> _Dataset records_:
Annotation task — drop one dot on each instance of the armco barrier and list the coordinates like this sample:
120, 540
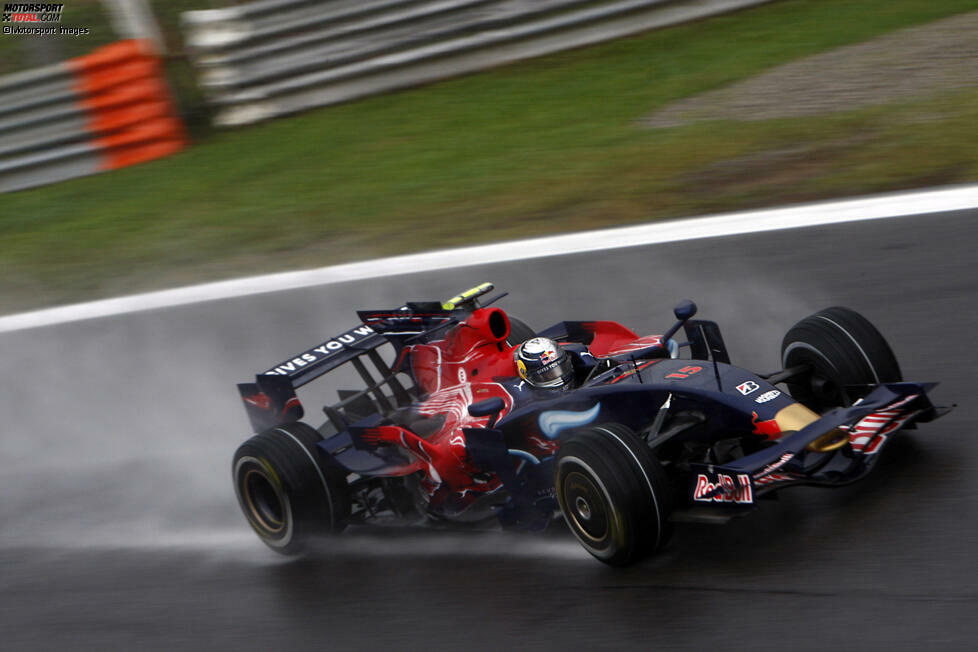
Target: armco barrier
269, 58
101, 111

> _Directions_: Copy the lines above word for word, leaving out the picture.

> _Task result_:
Annotation task — drop one dot on each instance of the armco barrier and list the coordinates like this sample:
120, 540
Target: armco barrier
269, 58
101, 111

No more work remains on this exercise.